Task requirements:
Every entry below should be transcribed exactly; pictures stay out of the copy.

Given records:
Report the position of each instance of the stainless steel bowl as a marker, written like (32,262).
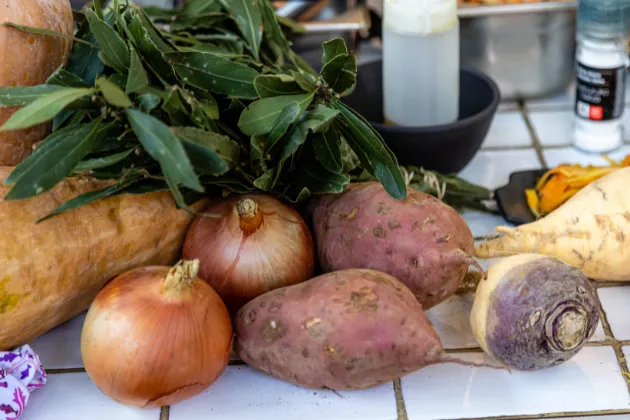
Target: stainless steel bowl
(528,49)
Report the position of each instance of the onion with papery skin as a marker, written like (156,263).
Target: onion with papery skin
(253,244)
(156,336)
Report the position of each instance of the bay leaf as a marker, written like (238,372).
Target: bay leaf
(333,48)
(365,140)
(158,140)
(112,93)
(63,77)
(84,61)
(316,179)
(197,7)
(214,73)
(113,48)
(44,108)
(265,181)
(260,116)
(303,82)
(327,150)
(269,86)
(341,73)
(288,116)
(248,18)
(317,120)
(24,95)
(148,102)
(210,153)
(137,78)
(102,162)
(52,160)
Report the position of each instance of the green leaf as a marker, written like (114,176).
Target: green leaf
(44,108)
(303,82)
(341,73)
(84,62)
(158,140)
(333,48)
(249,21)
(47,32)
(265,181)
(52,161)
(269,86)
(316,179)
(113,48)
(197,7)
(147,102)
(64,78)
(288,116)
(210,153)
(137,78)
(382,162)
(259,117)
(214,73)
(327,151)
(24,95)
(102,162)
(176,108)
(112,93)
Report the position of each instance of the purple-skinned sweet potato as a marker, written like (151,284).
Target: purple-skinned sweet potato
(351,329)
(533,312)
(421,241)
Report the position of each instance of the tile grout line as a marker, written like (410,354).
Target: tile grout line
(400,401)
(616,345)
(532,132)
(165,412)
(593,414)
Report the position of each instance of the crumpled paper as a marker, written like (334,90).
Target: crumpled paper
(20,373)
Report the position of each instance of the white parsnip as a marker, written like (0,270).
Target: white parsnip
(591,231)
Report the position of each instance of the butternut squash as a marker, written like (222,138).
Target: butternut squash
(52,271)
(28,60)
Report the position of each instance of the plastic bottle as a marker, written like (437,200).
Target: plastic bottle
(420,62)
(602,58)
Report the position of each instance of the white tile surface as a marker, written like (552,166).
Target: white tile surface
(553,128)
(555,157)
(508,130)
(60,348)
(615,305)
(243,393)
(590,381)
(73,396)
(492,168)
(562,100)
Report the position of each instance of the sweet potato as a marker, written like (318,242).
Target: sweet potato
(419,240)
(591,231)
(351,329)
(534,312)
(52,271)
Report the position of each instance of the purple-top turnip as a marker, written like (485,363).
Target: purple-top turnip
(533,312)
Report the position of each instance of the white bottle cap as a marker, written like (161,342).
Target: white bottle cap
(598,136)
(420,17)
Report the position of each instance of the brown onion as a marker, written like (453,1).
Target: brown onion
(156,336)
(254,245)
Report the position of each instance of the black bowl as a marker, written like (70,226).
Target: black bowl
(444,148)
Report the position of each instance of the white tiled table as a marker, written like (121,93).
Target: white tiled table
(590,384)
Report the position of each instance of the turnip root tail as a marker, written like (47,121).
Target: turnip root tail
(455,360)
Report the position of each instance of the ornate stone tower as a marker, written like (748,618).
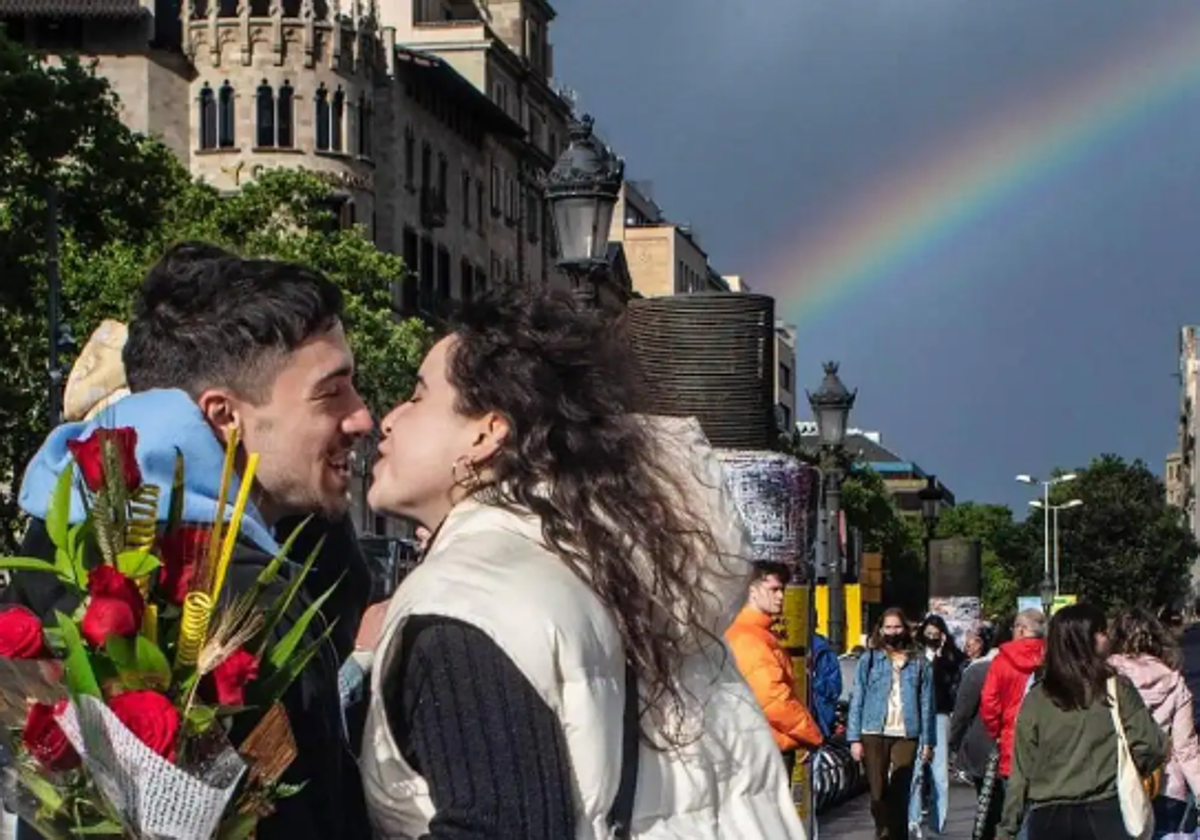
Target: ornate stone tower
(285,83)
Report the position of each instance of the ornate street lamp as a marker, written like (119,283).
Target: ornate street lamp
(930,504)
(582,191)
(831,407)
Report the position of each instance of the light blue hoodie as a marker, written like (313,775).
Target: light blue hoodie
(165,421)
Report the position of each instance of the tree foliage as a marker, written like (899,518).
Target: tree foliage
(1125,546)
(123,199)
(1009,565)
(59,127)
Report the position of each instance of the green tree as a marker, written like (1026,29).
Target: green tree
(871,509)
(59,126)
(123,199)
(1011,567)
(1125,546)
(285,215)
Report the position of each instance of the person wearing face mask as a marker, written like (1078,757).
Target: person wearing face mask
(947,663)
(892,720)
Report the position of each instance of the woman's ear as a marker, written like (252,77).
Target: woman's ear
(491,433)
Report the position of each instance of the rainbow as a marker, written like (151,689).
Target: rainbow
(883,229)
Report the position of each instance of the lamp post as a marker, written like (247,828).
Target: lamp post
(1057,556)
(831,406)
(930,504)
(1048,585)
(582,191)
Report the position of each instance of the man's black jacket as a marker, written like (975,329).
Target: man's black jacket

Solution:
Report the position of each instance of the stainless steel bowl as a marker, written like (32,262).
Target: stainless steel bowl
(528,49)
Report the position of each instance of the onion with papery skin as a marker, written like (156,263).
Target: onion with papery skin
(253,244)
(156,336)
Report the position of each instance of the bay leaf as a marker, written like (238,372).
Target: bay leaf
(333,48)
(365,140)
(158,140)
(112,93)
(63,77)
(84,61)
(316,179)
(197,7)
(214,73)
(113,48)
(44,108)
(265,181)
(260,116)
(303,82)
(327,150)
(269,86)
(341,73)
(288,116)
(248,18)
(317,120)
(24,95)
(148,102)
(210,153)
(137,78)
(102,162)
(52,160)
Report the position of each instance of the green leaf as a marker, written like (114,176).
Target: green leaf
(44,108)
(303,82)
(341,73)
(84,62)
(158,140)
(333,48)
(249,21)
(47,32)
(265,181)
(52,161)
(269,86)
(316,179)
(113,48)
(197,7)
(147,102)
(64,78)
(288,116)
(210,153)
(137,78)
(382,162)
(259,117)
(214,73)
(327,151)
(24,95)
(102,162)
(176,108)
(112,93)
Report the position of each instance of the purple-skinned sweet potato as a marker, written like (151,284).
Target: purple-skinned sweet potato
(351,329)
(533,312)
(421,241)
Report the position of each instance of the tile grout line as a marker, written like (410,354).
Target: tile grout line
(400,401)
(616,345)
(532,132)
(165,412)
(593,414)
Report the position of each instance of the crumpled paper as a marker, written like (334,90).
Target: crumpled paper
(20,373)
Report the position of each instance of the white parsnip as a marker, written like (0,270).
Target: white parsnip
(591,231)
Report the position of each instance of the butternut squash as a marker, written like (222,138).
Target: butternut squash
(52,271)
(28,60)
Report the position of each instance of the plastic bottle as a marker, written like (437,200).
Target: plastic bottle
(420,62)
(602,58)
Report the position of each instance of the white tile surface as a marker, written like (552,166).
Target: white tile surface
(553,128)
(555,157)
(508,130)
(60,348)
(615,305)
(243,393)
(590,381)
(73,396)
(492,168)
(562,100)
Report the position of each instance of the sweet potato as a marker, written like (318,242).
Target: sweet potato
(419,240)
(591,231)
(351,329)
(534,312)
(52,271)
Report the position of each instance of the purple-top turnip as a marker, written like (485,363).
Target: purple-top turnip
(533,312)
Report the position of each instance of the white bottle cap as a marker, written like (161,342).
Target: white bottle cap
(598,136)
(420,17)
Report the position of each instance of the brown onion as a marker, written like (453,1).
Target: brown onion
(156,336)
(254,245)
Report the position of each instance of the black bowl as a marker, written like (70,226).
Target: black bowl
(444,148)
Report the position of each instance of the white tiled table as a marker, written like (121,93).
Target: white tiled table
(590,384)
Report the position of each instance of the turnip root tail as a marker, written like (47,121).
Target: turnip root tail
(455,360)
Report the position of each instance of the ornate stone tower as a marker, written like (748,618).
Target: ornate stone tower
(285,83)
Report the position of each instance of the ornate street lamp as a marker, written like (119,283).
Target: ornate street lamp
(930,504)
(582,191)
(831,407)
Report the position of each instance of the light blue hoodie as a marker, written like (313,775).
Target: light blue hoodie
(165,421)
Report the position of each instance of the tree foliage as a marker, written like (899,518).
Target: tree foliage
(1125,546)
(123,199)
(1009,565)
(59,127)
Report the position of each instance of the green tree as a marker, written like (1026,29).
Target: green tree
(871,509)
(59,126)
(123,199)
(1011,567)
(1125,546)
(285,215)
Report the position of each instance of the person wearing face mask as a marker, written like (1078,757).
Target: person wearing face mask
(947,663)
(892,720)
Report the position of each instance of the woman's ear as a marker, written like (252,77).
Target: woman's ear
(491,433)
Report the position of each instance of the rainbow as a marker, written like (151,689).
Target: rainbow
(883,229)
Report the position of each instance of the lamp post as a marker, written like (247,828).
Target: lamp post
(1057,556)
(831,406)
(930,504)
(1048,585)
(582,191)
Report the position of each instance of the man's black jacket as a marker, written like (975,329).
Target: man's black jacket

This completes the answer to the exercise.